#### [What is needed]
Please copy the records below word for word, leaving out the pictures.

#### [Given information]
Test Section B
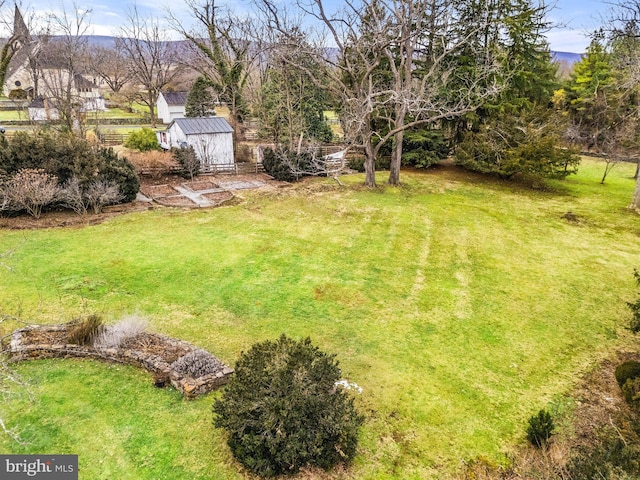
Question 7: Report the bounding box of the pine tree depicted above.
[184,77,216,117]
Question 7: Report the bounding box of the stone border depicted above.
[3,325,233,398]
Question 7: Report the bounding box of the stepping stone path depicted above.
[138,176,266,208]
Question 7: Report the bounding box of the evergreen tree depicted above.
[256,35,333,150]
[454,0,579,178]
[184,76,216,117]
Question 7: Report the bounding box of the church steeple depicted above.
[11,4,31,45]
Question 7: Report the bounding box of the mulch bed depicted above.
[1,323,233,398]
[140,185,179,198]
[155,195,198,208]
[182,180,218,192]
[202,192,233,205]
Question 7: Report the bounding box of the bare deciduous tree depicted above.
[83,180,122,214]
[260,0,499,186]
[170,0,261,143]
[3,168,60,218]
[88,46,132,93]
[116,6,180,127]
[35,3,91,135]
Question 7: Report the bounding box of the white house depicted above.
[156,117,235,165]
[27,97,60,122]
[156,92,189,123]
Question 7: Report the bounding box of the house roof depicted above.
[73,73,98,89]
[162,92,189,105]
[167,117,233,135]
[27,97,44,108]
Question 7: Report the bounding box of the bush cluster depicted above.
[349,155,391,172]
[68,315,105,345]
[127,150,178,178]
[0,130,140,217]
[171,349,223,378]
[527,409,555,448]
[171,145,200,180]
[262,148,322,182]
[213,335,364,476]
[567,418,640,480]
[378,129,449,171]
[615,360,640,409]
[124,127,162,152]
[93,315,147,351]
[627,269,640,333]
[614,360,640,388]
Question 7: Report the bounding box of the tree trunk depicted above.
[364,135,376,187]
[631,174,640,210]
[389,130,404,185]
[149,94,157,128]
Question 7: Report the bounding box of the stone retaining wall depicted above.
[3,325,233,398]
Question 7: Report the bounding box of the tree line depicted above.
[0,0,640,206]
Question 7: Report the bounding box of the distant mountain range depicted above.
[551,50,583,65]
[40,35,582,66]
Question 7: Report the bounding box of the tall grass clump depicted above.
[93,315,147,351]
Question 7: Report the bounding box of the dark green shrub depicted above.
[527,408,555,448]
[567,421,640,480]
[213,335,364,476]
[171,349,223,378]
[627,269,640,333]
[124,127,162,152]
[614,360,640,388]
[9,88,27,100]
[171,145,200,180]
[349,155,391,172]
[380,129,449,171]
[96,147,140,202]
[622,377,640,408]
[262,148,323,182]
[68,315,104,345]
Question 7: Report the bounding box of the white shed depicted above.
[27,97,60,122]
[156,92,189,123]
[157,117,235,165]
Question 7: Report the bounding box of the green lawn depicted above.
[0,160,640,480]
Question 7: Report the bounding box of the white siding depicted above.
[156,93,185,124]
[156,93,171,123]
[187,133,234,165]
[157,123,235,165]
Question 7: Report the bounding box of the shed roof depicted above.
[167,117,233,135]
[162,92,189,105]
[27,97,44,108]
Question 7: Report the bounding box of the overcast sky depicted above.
[11,0,607,53]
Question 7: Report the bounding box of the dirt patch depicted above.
[155,195,198,208]
[182,180,218,192]
[140,185,178,198]
[1,323,233,398]
[202,192,233,205]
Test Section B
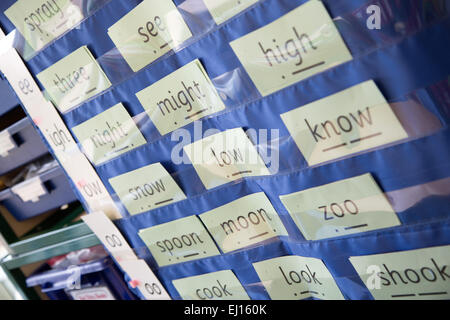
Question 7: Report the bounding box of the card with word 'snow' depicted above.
[109,162,186,215]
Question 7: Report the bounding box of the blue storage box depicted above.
[26,257,136,300]
[0,79,20,116]
[0,166,77,221]
[0,118,48,175]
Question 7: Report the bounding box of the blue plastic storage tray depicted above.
[0,79,20,116]
[0,118,48,175]
[0,167,77,221]
[26,257,136,300]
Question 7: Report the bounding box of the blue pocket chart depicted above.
[0,0,450,300]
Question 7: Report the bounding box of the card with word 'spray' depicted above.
[139,216,220,267]
[253,256,344,300]
[199,192,288,252]
[203,0,259,24]
[172,270,250,300]
[230,0,352,96]
[280,173,400,240]
[5,0,84,51]
[37,46,111,113]
[281,80,408,166]
[350,246,450,300]
[72,103,146,165]
[108,0,192,72]
[109,162,186,215]
[136,59,225,135]
[183,128,270,189]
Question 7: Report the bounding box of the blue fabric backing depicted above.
[0,0,450,299]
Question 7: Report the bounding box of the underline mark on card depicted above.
[155,198,173,206]
[159,40,173,50]
[106,146,130,156]
[248,231,269,240]
[391,293,416,298]
[84,87,97,94]
[292,61,325,76]
[232,170,252,177]
[184,108,208,120]
[322,142,347,152]
[300,290,319,294]
[419,291,447,296]
[350,132,381,143]
[344,223,368,230]
[56,19,68,29]
[183,252,200,258]
[69,97,80,103]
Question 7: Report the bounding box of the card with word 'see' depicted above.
[37,46,111,113]
[280,173,400,240]
[108,0,192,72]
[203,0,259,24]
[172,270,250,300]
[72,103,147,165]
[5,0,84,51]
[230,0,352,96]
[136,59,225,135]
[109,162,186,215]
[183,128,270,189]
[350,246,450,300]
[253,256,344,300]
[139,216,220,267]
[199,192,288,253]
[281,80,408,166]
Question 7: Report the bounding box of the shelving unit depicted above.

#### [Exercise solution]
Test Section B
Question 7: Report the bounding box of the pine tree depicted above.
[184,77,216,117]
Question 7: Report the bounding box of the stone border depicted above.
[3,325,233,398]
Question 7: Report the bounding box of the stepping stone path depicted above.
[138,176,266,208]
Question 7: Report the bounding box of the evergreen tree depicted above.
[256,35,333,150]
[454,0,579,178]
[184,76,216,117]
Question 7: Report the bounding box of the church steeple depicted above.
[11,4,31,45]
Question 7: Report the bounding box of the mulch bed depicted above.
[1,323,233,398]
[140,185,179,198]
[155,195,198,208]
[182,180,218,192]
[202,192,233,205]
Question 7: Report the bounding box of the bare deciduous tree depicted above.
[83,180,122,214]
[260,0,499,186]
[170,0,261,143]
[3,168,60,218]
[88,46,132,93]
[116,6,180,127]
[35,3,91,135]
Question 7: Report the bounding box of the white house depicted above.
[156,117,235,165]
[27,97,60,122]
[156,92,189,123]
Question 7: Report the bounding box of the house roof depicted above.
[73,73,98,89]
[162,92,189,105]
[167,117,233,135]
[27,97,44,108]
Question 7: Report the bounding box of the bush cluster depicted above.
[349,155,391,172]
[68,315,105,345]
[127,150,178,178]
[0,130,140,217]
[171,349,223,378]
[527,409,555,448]
[171,145,200,180]
[262,148,322,182]
[213,335,364,476]
[567,418,640,480]
[378,129,449,171]
[615,360,640,409]
[124,127,162,152]
[93,315,147,351]
[627,269,640,333]
[614,360,640,388]
Question 7: Report the bounding box of the tree trunk depicted above.
[364,135,376,187]
[631,174,640,210]
[389,130,404,185]
[149,94,157,128]
Question 7: Report the bounding box of the stone retaining wall depicted above.
[3,325,233,398]
Question 7: Report the bounding box of the tree line depicted above.
[0,0,640,206]
Question 7: Report the bounding box of the distant mountain range depicted above.
[551,50,583,65]
[40,35,582,66]
Question 7: Report the bounding box of the tall grass clump depicted above.
[93,315,147,351]
Question 7: Report the bounding box of the dark green shrub depicted above.
[527,408,555,448]
[567,421,640,480]
[213,335,364,476]
[171,349,223,378]
[627,269,640,333]
[124,127,162,152]
[614,360,640,388]
[9,88,27,100]
[171,145,200,180]
[349,155,391,172]
[380,129,449,171]
[96,147,140,202]
[622,377,640,408]
[262,148,323,182]
[68,315,104,345]
Question 7: Report the bounding box of the white shed depicted above.
[27,97,60,122]
[156,92,189,123]
[157,117,235,165]
Question 7: Report the bounding box of the green lawn depicted above.
[0,160,640,480]
Question 7: Report the bounding box of the white siding depicted above.
[156,93,185,124]
[156,93,171,123]
[187,133,234,165]
[157,123,235,165]
Question 7: Report the bounding box of the shed roof depicted above.
[167,117,233,135]
[162,92,189,105]
[27,97,44,108]
Question 7: Report the bounding box of the overcast sky depicted above.
[11,0,607,53]
Question 7: Report the bounding box of the dirt patch depicted above.
[155,195,198,208]
[182,180,218,192]
[140,185,178,198]
[1,323,233,398]
[202,192,233,205]
Test Section B
Question 7: Report the bounding box of the card with word 'snow' depicted above.
[109,162,186,215]
Question 7: Report the bounding box of the blue storage box depicted above.
[26,257,136,300]
[0,79,20,116]
[0,166,77,221]
[0,118,48,175]
Question 7: Report the bounding box of the blue plastic storage tray depicted above.
[0,79,20,116]
[0,118,48,175]
[0,167,77,221]
[26,257,136,300]
Question 7: Report the bounding box of the blue pocket chart depicted above.
[0,0,450,300]
Question 7: Report the bounding box of the card with word 'spray' depicted above.
[139,216,220,267]
[253,256,344,300]
[199,192,288,252]
[203,0,259,24]
[172,270,250,300]
[230,0,352,96]
[280,173,400,240]
[5,0,84,51]
[37,46,111,113]
[281,80,408,166]
[350,246,450,300]
[72,103,146,165]
[108,0,192,72]
[109,162,186,215]
[136,59,225,135]
[183,128,270,189]
Question 7: Report the bounding box of the blue fabric backing depicted above.
[0,0,450,299]
Question 7: Report the bounding box of the underline mark on card depicted above.
[155,198,173,206]
[159,40,173,50]
[106,146,130,156]
[248,231,269,240]
[391,293,416,298]
[84,87,97,94]
[292,61,325,76]
[232,170,252,177]
[184,108,208,120]
[322,142,347,152]
[300,290,319,294]
[419,291,447,296]
[350,132,381,143]
[344,223,368,230]
[56,19,68,29]
[183,252,200,258]
[69,97,80,103]
Question 7: Report the bounding box of the card with word 'see' depicted above.
[37,46,111,113]
[280,173,400,240]
[108,0,192,72]
[203,0,259,24]
[172,270,250,300]
[72,103,147,165]
[5,0,84,51]
[230,0,352,96]
[136,59,225,135]
[109,162,186,215]
[183,128,270,189]
[350,246,450,300]
[253,256,344,300]
[139,216,220,267]
[199,192,288,253]
[281,80,408,166]
Question 7: Report the bounding box of the shelving unit depicted above.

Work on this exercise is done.